Rescale the material from the line that contains "indicate the tree, one dot per instance" through its end and reproduce every line, requests included. Multiply each point coordinate in the answers by 0.4, round to whole numbers with halves going up, and leave the numbers in the requests and their format samples as they are.

#### [Dataset entries]

┄┄┄┄┄┄

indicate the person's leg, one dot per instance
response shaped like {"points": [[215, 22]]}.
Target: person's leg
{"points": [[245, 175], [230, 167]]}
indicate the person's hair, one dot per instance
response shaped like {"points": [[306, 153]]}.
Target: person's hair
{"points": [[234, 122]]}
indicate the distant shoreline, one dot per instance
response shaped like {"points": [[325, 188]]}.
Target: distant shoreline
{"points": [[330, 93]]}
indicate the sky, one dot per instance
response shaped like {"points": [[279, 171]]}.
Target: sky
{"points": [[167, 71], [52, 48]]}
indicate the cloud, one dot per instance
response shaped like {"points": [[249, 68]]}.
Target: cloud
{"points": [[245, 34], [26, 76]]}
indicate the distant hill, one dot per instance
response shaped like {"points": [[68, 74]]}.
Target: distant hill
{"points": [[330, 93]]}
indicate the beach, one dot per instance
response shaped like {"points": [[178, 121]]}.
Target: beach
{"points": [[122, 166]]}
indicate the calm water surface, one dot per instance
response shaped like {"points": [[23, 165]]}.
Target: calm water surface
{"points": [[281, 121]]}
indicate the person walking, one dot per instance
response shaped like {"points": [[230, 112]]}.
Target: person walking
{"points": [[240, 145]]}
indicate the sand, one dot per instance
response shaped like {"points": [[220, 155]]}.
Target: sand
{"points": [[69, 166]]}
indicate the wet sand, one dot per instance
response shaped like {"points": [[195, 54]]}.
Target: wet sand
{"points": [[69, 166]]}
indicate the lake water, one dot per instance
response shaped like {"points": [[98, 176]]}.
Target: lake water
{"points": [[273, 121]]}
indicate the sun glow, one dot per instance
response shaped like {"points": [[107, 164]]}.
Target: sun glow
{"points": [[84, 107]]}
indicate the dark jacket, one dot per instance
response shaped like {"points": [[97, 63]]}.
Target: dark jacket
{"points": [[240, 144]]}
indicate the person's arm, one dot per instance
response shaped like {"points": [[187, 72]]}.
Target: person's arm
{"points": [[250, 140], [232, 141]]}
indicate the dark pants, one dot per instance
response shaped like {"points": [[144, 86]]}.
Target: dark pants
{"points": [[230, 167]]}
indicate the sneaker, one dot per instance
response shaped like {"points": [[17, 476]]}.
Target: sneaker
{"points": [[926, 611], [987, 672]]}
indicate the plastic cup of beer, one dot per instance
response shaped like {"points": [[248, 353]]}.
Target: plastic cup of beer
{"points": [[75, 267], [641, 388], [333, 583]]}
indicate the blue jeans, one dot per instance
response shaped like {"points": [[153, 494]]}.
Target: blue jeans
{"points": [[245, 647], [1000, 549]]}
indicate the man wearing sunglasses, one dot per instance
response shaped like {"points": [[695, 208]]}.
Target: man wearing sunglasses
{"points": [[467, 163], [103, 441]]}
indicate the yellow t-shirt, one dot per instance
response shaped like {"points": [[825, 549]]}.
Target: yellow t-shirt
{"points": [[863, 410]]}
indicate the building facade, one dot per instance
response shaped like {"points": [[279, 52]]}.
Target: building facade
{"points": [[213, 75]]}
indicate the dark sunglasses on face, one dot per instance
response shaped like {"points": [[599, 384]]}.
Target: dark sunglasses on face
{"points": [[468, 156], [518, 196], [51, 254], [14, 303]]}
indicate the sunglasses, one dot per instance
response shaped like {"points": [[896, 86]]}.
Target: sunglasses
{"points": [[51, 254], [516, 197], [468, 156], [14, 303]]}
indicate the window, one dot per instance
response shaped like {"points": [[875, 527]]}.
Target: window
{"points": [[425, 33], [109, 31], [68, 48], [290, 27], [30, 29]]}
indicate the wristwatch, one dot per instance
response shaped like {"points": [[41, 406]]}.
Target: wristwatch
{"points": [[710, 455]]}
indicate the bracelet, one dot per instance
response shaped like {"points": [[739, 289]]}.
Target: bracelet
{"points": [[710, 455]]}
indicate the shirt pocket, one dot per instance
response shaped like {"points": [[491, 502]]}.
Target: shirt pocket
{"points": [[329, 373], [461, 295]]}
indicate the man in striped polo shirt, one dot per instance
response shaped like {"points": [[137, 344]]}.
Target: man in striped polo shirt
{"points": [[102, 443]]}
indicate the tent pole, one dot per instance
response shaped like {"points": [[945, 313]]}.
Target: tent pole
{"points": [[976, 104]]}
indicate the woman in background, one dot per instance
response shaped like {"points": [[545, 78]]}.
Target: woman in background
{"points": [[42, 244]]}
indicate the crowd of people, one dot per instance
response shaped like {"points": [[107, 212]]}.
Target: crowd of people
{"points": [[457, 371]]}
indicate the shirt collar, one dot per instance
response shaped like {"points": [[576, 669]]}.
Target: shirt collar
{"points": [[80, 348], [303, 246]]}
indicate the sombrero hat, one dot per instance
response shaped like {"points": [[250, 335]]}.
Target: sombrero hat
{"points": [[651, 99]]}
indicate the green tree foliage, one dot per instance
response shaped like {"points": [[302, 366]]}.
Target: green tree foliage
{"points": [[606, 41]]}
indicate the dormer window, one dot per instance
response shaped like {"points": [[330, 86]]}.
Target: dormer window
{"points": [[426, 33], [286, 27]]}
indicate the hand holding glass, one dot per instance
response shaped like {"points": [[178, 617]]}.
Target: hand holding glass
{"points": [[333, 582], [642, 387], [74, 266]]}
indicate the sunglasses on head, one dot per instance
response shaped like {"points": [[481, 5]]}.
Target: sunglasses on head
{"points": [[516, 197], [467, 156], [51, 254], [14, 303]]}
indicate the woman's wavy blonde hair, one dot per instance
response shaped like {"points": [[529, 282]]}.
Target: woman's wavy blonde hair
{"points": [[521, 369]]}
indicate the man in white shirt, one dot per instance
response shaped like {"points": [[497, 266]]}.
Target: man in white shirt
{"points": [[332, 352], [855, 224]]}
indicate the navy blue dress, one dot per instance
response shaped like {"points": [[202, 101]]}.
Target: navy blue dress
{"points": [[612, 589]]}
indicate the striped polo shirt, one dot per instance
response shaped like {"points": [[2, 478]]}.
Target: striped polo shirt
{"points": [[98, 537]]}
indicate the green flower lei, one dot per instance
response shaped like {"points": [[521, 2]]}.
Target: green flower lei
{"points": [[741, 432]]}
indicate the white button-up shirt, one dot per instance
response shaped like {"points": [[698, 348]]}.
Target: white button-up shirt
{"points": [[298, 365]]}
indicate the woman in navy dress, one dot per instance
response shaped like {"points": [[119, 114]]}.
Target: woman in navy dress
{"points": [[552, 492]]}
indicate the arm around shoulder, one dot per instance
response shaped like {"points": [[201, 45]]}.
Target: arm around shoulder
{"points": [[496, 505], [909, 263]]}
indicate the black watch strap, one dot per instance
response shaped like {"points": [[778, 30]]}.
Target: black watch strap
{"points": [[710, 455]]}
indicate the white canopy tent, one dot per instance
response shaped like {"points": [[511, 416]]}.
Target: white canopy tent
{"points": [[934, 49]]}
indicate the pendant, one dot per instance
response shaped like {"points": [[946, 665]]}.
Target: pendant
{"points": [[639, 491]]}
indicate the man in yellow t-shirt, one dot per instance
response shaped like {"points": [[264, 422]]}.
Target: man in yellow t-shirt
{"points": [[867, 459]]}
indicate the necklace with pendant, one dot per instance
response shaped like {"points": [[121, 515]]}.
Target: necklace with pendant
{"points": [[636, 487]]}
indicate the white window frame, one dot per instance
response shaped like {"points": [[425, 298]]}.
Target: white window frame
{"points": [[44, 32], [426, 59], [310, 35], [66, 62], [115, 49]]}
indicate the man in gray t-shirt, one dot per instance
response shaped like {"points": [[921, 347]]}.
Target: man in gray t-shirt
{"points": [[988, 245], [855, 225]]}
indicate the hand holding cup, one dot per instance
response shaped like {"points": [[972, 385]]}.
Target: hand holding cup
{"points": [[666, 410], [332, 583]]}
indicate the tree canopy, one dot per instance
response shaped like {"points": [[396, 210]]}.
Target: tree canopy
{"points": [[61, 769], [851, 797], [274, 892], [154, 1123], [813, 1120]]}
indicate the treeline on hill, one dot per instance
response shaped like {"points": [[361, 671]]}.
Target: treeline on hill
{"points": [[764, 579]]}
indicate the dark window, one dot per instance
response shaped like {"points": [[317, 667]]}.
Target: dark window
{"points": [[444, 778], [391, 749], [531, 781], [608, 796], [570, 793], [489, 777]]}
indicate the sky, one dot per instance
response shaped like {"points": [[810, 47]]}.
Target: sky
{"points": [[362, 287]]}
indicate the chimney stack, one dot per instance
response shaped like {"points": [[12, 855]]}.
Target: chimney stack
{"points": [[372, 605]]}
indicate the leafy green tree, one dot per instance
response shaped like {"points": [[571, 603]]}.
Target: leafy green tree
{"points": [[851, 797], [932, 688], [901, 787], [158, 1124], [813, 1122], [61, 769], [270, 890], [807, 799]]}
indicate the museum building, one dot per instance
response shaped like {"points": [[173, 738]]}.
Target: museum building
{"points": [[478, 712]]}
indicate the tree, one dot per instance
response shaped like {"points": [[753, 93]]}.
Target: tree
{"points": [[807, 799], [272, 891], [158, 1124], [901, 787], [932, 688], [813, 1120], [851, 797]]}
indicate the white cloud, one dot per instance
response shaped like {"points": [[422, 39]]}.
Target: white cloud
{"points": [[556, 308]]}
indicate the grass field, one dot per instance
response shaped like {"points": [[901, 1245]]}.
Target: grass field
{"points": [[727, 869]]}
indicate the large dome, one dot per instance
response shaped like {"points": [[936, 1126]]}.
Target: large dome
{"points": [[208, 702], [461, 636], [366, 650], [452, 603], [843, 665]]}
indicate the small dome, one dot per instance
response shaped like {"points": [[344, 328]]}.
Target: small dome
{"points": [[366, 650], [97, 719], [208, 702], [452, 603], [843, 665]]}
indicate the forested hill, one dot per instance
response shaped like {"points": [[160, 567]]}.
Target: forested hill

┄┄┄┄┄┄

#### [Answer to this exercise]
indicate the tree, one dot per instance
response shaped like {"points": [[753, 93]]}.
Target: tree
{"points": [[323, 320], [109, 356], [63, 450], [360, 315], [373, 275], [325, 448], [340, 319]]}
indicate the white cloud, one dot per instance
response shaped like {"points": [[422, 39]]}.
Target: white cloud
{"points": [[222, 123]]}
indicate the grass field, one dot per instance
response shaped like {"points": [[901, 1245]]}.
Target: grass field
{"points": [[291, 348]]}
indicate the large dome, one dot per instance
response shaped like {"points": [[936, 1126]]}.
Target: large dome
{"points": [[83, 281], [184, 254], [146, 260], [181, 241], [337, 266]]}
indicate the small dome, one dot per instance
response shaped like {"points": [[344, 328]]}.
Target: small dome
{"points": [[146, 260], [39, 288], [83, 281], [181, 241], [337, 266]]}
indicate the forested hill, one dot per instance
response shaped like {"points": [[160, 567]]}.
Target: forested hill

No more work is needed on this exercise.